▸ Problem details: Give the records below as a numbered list, one line per item, skipping blank lines. Leave the pictures out.

Raw records:
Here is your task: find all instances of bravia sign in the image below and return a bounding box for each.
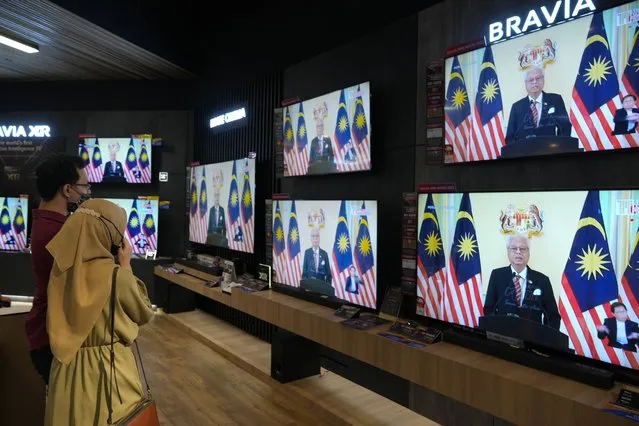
[0,124,51,138]
[488,0,597,43]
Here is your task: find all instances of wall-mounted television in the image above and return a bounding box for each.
[189,158,255,253]
[273,200,377,309]
[0,196,29,251]
[444,1,639,163]
[417,190,639,369]
[106,196,159,257]
[283,82,372,177]
[79,135,152,183]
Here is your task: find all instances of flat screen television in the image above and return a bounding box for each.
[0,196,29,251]
[417,190,639,369]
[189,158,255,253]
[273,200,377,309]
[283,82,372,177]
[79,135,152,183]
[106,196,159,257]
[444,1,639,163]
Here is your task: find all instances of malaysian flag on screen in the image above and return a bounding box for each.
[621,26,639,98]
[91,142,104,182]
[443,193,484,327]
[286,201,302,287]
[559,191,634,366]
[124,138,140,183]
[468,45,505,161]
[329,200,356,305]
[0,198,16,250]
[241,160,254,253]
[13,203,27,250]
[570,12,639,151]
[417,194,446,319]
[284,110,301,176]
[295,104,308,175]
[619,231,639,369]
[353,201,377,309]
[352,86,371,170]
[444,56,472,162]
[273,201,290,286]
[138,142,151,183]
[189,169,200,242]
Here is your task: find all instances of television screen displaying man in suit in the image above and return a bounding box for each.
[484,235,561,330]
[506,67,572,144]
[104,143,124,178]
[597,302,639,352]
[302,227,332,284]
[612,95,639,135]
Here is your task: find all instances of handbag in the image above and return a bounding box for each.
[107,266,160,426]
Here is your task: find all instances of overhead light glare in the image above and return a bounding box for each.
[0,35,40,53]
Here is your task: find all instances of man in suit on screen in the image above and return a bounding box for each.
[506,67,572,144]
[597,302,639,352]
[104,143,124,177]
[302,227,332,284]
[484,235,561,330]
[309,116,334,164]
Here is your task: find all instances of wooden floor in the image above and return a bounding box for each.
[134,311,435,426]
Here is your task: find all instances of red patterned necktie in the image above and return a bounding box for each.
[513,274,521,306]
[530,101,539,127]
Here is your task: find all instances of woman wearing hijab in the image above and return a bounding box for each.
[45,199,153,426]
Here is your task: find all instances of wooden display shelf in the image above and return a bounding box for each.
[155,266,631,426]
[167,310,437,426]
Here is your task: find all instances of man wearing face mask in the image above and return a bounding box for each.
[26,154,91,384]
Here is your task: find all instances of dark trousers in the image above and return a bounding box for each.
[30,346,53,385]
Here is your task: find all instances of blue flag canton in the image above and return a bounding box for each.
[191,172,198,215]
[450,193,481,284]
[142,213,155,236]
[355,205,375,274]
[140,144,149,169]
[0,198,11,234]
[80,144,91,167]
[575,12,619,114]
[126,139,138,170]
[199,168,209,217]
[333,200,353,272]
[297,104,308,152]
[286,201,301,259]
[475,45,503,124]
[623,26,639,95]
[335,89,351,148]
[284,108,295,152]
[417,194,446,277]
[13,205,24,234]
[623,231,639,300]
[445,56,470,127]
[126,200,141,238]
[242,165,253,222]
[228,161,240,223]
[564,191,619,312]
[353,87,368,143]
[91,144,102,168]
[273,203,286,256]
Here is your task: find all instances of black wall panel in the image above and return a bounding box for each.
[191,73,282,271]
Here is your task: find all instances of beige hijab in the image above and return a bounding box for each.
[47,199,127,364]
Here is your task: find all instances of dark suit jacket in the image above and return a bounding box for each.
[302,247,332,284]
[208,206,226,235]
[484,265,561,330]
[104,161,124,177]
[506,92,572,144]
[612,108,639,135]
[309,136,334,163]
[597,317,639,352]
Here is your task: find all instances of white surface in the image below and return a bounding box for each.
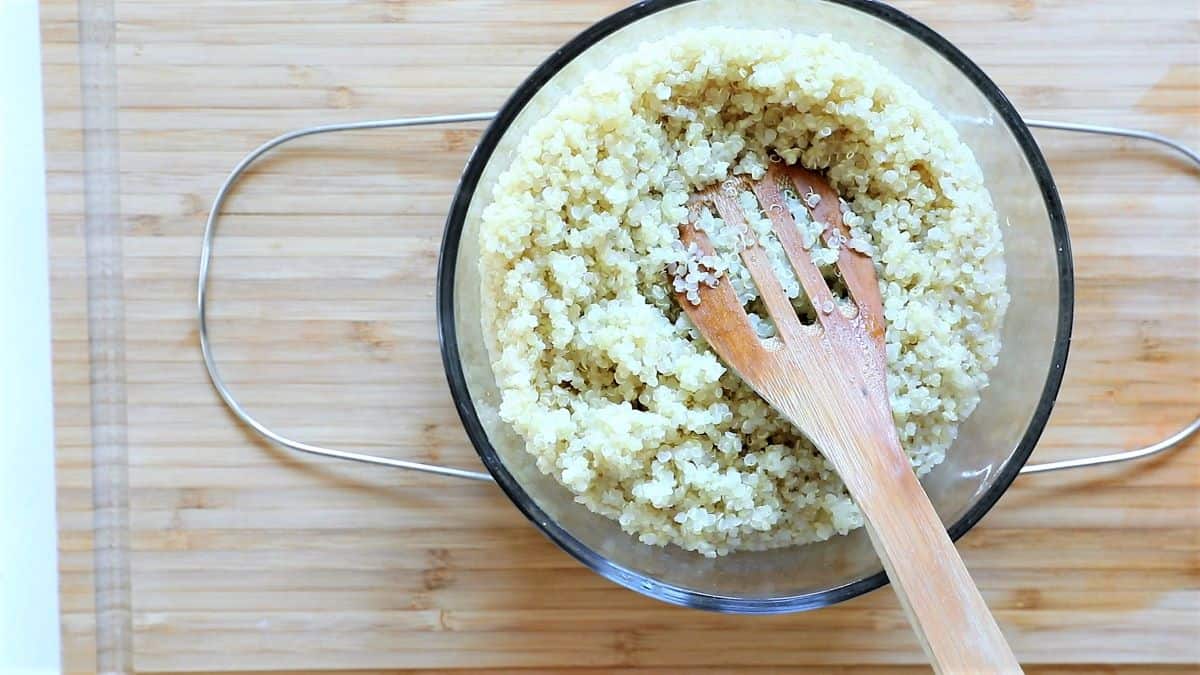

▸ The solution:
1. Here is your task: find all instances of bravia sign in the image below and return a bounding box for each.
2. [0,124,51,138]
3. [488,0,597,43]
4. Here is your task: find all instances of wall-mounted television in the image above and return a bounding box for each.
5. [189,158,255,253]
6. [273,200,377,309]
7. [0,196,29,251]
8. [444,1,639,163]
9. [417,190,639,369]
10. [106,196,159,257]
11. [283,82,372,177]
12. [79,135,152,183]
13. Here is your task: find all instances of flat screen television in the image above and return a bounding box for each.
14. [0,196,29,251]
15. [417,190,639,369]
16. [189,158,255,253]
17. [273,200,377,309]
18. [283,82,372,177]
19. [79,135,152,183]
20. [106,196,159,257]
21. [444,1,639,163]
22. Here is your task: find all instances of malaysian flag on screen in the image above and return a bounding box for each.
23. [621,26,639,98]
24. [91,142,104,182]
25. [443,193,484,327]
26. [286,201,302,287]
27. [559,191,634,366]
28. [124,138,140,183]
29. [468,45,505,161]
30. [329,200,356,305]
31. [0,198,16,250]
32. [241,160,254,253]
33. [13,203,27,250]
34. [570,12,639,151]
35. [417,194,446,319]
36. [284,110,301,176]
37. [295,104,308,175]
38. [619,231,639,369]
39. [353,201,377,309]
40. [352,86,371,170]
41. [444,56,472,162]
42. [273,201,290,286]
43. [138,142,151,183]
44. [189,169,200,242]
45. Here is your task: find all instances of television screen displaying man in suit in the image above and return a bounding box for each.
46. [484,235,561,330]
47. [506,67,572,144]
48. [104,143,124,178]
49. [597,302,639,352]
50. [302,227,332,284]
51. [612,95,639,135]
52. Here is your task: find all instances of handbag in the image above and return a bounding box for each.
53. [107,266,160,426]
54. Here is your task: find all instances of overhead light glare in the image above and return a bounding box for each.
55. [0,35,40,53]
56. Here is your task: find all instances of man in suit on screen in the image above and return a bounding box for each.
57. [506,67,572,144]
58. [597,302,639,352]
59. [104,143,124,177]
60. [302,227,332,284]
61. [484,235,561,330]
62. [309,116,334,164]
63. Here is your task: find all instances of wooden floor in the image above and return a bounding box for each.
64. [134,311,435,426]
65. Here is your task: find all instances of red patterned necktie in the image above and return a bounding box for each.
66. [513,274,521,306]
67. [530,101,539,127]
68. Here is your task: find all instances of woman wearing hijab in the image above and return a bounding box for each.
69. [45,199,153,426]
70. Here is your task: find all instances of wooden display shelf in the image above and return a bounding box for each.
71. [155,266,631,426]
72. [167,310,437,426]
73. Here is your task: find all instances of man wearing face mask in the image above and return a bounding box for each.
74. [26,154,91,384]
75. Here is your task: find all instances of dark trousers in the image above and return a bounding box for each.
76. [30,346,53,385]
77. Here is your task: find all instances of blue flag canton in the image above and return a bounding box for each.
78. [191,172,198,215]
79. [450,193,481,284]
80. [142,213,155,236]
81. [355,205,375,274]
82. [140,144,149,169]
83. [0,198,11,234]
84. [80,144,91,167]
85. [575,12,619,114]
86. [126,139,138,170]
87. [199,168,209,217]
88. [333,200,353,272]
89. [297,104,308,152]
90. [286,201,301,259]
91. [475,45,503,124]
92. [623,26,639,95]
93. [335,89,351,148]
94. [284,108,295,152]
95. [417,194,446,277]
96. [13,205,24,234]
97. [623,231,639,300]
98. [445,56,470,127]
99. [126,200,141,238]
100. [242,165,253,222]
101. [228,161,240,223]
102. [564,191,619,312]
103. [353,87,368,143]
104. [91,144,102,168]
105. [273,203,286,256]
106. Here is your task: find all instances of black wall panel in the image above and return a bounding box for each.
107. [191,73,282,271]
108. Here is your task: find all instances of beige hijab in the image above and return a bounding box for each.
109. [47,199,127,364]
110. Here is your task: find all instances of dark suit jacket in the image above and return a bounding box for each.
111. [302,247,332,284]
112. [208,206,226,235]
113. [484,265,561,330]
114. [104,161,124,177]
115. [506,92,572,144]
116. [612,108,639,135]
117. [309,136,334,163]
118. [597,317,639,352]
119. Here is your task: find all instances of white surface in the image below and return a bounding box for each.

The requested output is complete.